Records contained in a dataset
* * *
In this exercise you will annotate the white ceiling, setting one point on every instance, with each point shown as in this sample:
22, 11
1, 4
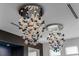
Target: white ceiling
53, 13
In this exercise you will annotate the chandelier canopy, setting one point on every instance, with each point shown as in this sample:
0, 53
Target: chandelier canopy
31, 24
32, 27
55, 37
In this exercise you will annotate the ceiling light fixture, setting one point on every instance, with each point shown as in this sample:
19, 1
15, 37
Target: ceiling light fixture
32, 27
30, 23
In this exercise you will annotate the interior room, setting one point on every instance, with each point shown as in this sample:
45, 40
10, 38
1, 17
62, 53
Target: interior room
39, 29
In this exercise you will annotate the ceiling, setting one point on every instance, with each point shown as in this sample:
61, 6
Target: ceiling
53, 13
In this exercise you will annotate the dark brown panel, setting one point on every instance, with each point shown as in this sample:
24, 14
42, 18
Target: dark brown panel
14, 39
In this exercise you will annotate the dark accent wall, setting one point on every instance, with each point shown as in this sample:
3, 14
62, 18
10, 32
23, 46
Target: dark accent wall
14, 39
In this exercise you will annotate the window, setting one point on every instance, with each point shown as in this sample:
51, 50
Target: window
71, 50
33, 52
52, 53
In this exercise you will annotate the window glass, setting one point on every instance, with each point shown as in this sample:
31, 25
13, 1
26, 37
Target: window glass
71, 50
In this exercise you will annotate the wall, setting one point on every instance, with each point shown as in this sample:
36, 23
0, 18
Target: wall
45, 49
70, 43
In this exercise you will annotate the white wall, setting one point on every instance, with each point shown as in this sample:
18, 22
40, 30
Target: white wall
70, 43
45, 49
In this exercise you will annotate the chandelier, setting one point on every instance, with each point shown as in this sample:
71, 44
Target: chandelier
* * *
● PROBLEM DETAILS
Wherever a line in the records contains the word "point", copy that line.

● SOLUTION TO THIS EXERCISE
In this exercise you will annotate the white ceiling, setting one point on every instance, with each point shown as in this sample:
In this exercise you will annotate the chandelier canopy, setting one point on every instance, with each point shown as in this sample:
In this exercise you will annotate the ceiling light fixture, setting one point on every instance, with each point shown as in this sample:
In this exercise you will annotate the interior room, setting one point on every instance, with each point shown as in this sample:
In this exercise you will annotate the ceiling, setting one point on every instance, with each point shown as in this sample:
In this exercise you will annotate the dark brown panel, setting one point on every instance, with each point shown as in this sample:
In this exercise you will annotate the dark accent wall, setting one point on every instance, with each point shown as in this sample:
In this exercise you will annotate the window, setting one point on every instance, with each point shown as in this sample:
In this exercise you will annotate the window glass, setting one point on every instance, with each point shown as in this sample:
In this exercise you will annotate the wall, setting one point on every instance, with each point shown as in this sample:
In this exercise you will annotate the white wall, setting one point on every instance, with each point shown as in this sample:
In this exercise you will annotate the chandelier, setting one point on every instance, with each point shown as in this sample:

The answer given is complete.